(Data items)

☆ ☆ ☆ ☆ ☆ ☆ ☆

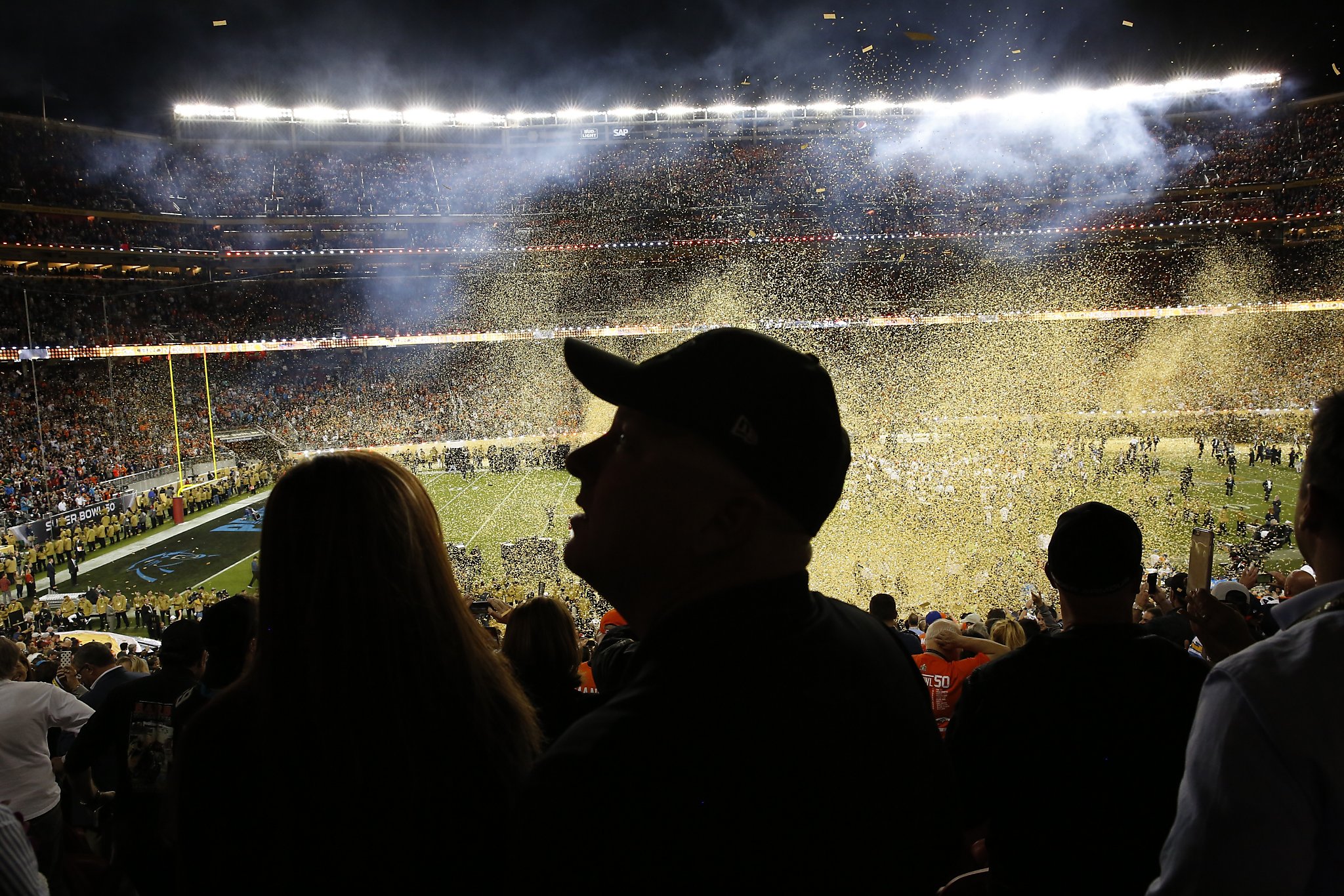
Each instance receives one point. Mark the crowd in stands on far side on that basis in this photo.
(726, 712)
(818, 186)
(793, 283)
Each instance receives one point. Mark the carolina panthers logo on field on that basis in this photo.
(164, 565)
(249, 521)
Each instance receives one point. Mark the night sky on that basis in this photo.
(125, 64)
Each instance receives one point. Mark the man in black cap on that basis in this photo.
(761, 718)
(137, 723)
(1101, 708)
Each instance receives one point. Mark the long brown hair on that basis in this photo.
(352, 539)
(543, 645)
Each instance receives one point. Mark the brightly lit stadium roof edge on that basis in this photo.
(1120, 94)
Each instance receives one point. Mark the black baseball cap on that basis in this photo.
(769, 409)
(1096, 548)
(182, 642)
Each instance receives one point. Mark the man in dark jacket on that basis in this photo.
(137, 722)
(1101, 711)
(746, 761)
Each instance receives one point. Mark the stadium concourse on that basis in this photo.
(1154, 332)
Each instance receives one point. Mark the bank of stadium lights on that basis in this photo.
(1050, 102)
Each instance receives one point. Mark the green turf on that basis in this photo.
(488, 510)
(241, 500)
(184, 561)
(234, 579)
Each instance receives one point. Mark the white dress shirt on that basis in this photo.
(1263, 801)
(27, 710)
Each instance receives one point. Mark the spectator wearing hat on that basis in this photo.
(1106, 706)
(1265, 748)
(541, 644)
(138, 723)
(883, 607)
(699, 504)
(945, 669)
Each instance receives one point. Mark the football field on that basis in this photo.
(957, 558)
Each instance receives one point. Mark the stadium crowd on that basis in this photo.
(787, 283)
(886, 179)
(724, 710)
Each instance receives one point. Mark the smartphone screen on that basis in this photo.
(1200, 561)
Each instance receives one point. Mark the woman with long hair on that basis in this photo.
(311, 773)
(543, 648)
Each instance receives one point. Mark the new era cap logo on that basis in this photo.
(744, 430)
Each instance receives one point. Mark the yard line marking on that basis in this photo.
(464, 491)
(491, 518)
(559, 496)
(219, 573)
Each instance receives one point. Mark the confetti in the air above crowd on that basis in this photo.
(980, 425)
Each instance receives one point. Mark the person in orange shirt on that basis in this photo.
(609, 619)
(944, 669)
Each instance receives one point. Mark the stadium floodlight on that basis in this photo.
(201, 110)
(427, 117)
(319, 113)
(259, 112)
(374, 116)
(474, 119)
(1251, 79)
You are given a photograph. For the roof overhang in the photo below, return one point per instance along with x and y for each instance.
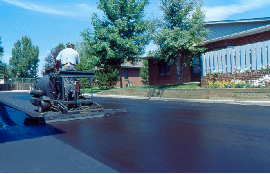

☆ ☆ ☆ ☆ ☆ ☆ ☆

The answer must match the entries above line for line, with the pictures dropped.

> **Answer space**:
Each instance receives one point. Mark the crowd in stands on far side on that basis in this photo.
(726, 712)
(818, 186)
(793, 283)
Each instance receives one point. Mark the carolina panthers logo on field on that basis in this photo.
(164, 565)
(249, 521)
Each instance receives one point. Mark the night sky on that basis in this photo.
(125, 64)
Each instance receives one point. Mark the man in black cap on that basis in this photo.
(761, 718)
(137, 723)
(1101, 708)
Each instance receives one point. Mark the long brown hair on that basis in this photo.
(352, 539)
(543, 645)
Each instance receives one point. Mark the brightly lit stadium roof edge on that basis in this photo.
(1120, 94)
Each instance receives one point. Mark the black baseball cap on that basis in this photo.
(769, 409)
(1096, 548)
(182, 642)
Each instance receives one point. Mark the man in dark jacket on that basis in this photo.
(137, 722)
(1101, 711)
(746, 761)
Each instance receives one point. Mark the stadium concourse on that basis in this photo.
(1154, 332)
Each instance receives one point. Mark the bank of stadium lights on that basis in this photo.
(1050, 102)
Each instance receives one point. Mark the green turf on that basis in this photo.
(488, 510)
(241, 500)
(184, 561)
(234, 579)
Each instance receives one point. Mark the white dress shirt on that basis in this photo.
(1263, 801)
(27, 710)
Each instance receives one point. Mark the spectator wearing hat on that basis in this photo.
(1106, 706)
(1265, 748)
(541, 644)
(138, 723)
(883, 607)
(699, 504)
(945, 669)
Each instance receives one point. Mark the football field on that basis in this photo.
(957, 558)
Each instance receives one point. Mark the stadium crowd on that basis in this photo.
(787, 283)
(886, 179)
(724, 710)
Each instance receives one point. Mark the smartphone screen on that basis in this photo.
(1200, 561)
Each instance receives one point. Mark the woman with long hair on that basis in this photo.
(311, 773)
(543, 648)
Each instance receives one point. Mark the new era cap logo on that basis in this photo.
(744, 430)
Each instance receives one point. Mark the yard line marking on that basis in this photo.
(464, 491)
(491, 518)
(559, 496)
(219, 573)
Each instance receives one point. Mark the confetti in the air above crowd on that basis in this photo.
(980, 425)
Each instance receives one point. Mark the person in orange shirt on that basis in this photo.
(609, 619)
(944, 669)
Each instance receives one point. Mark the stadium floodlight on that basis in this photo.
(201, 110)
(427, 117)
(319, 113)
(259, 112)
(374, 116)
(474, 119)
(1251, 79)
You are given a photograph. For the roof overhang in the photo below, return one point per instance along with x and y for each instance.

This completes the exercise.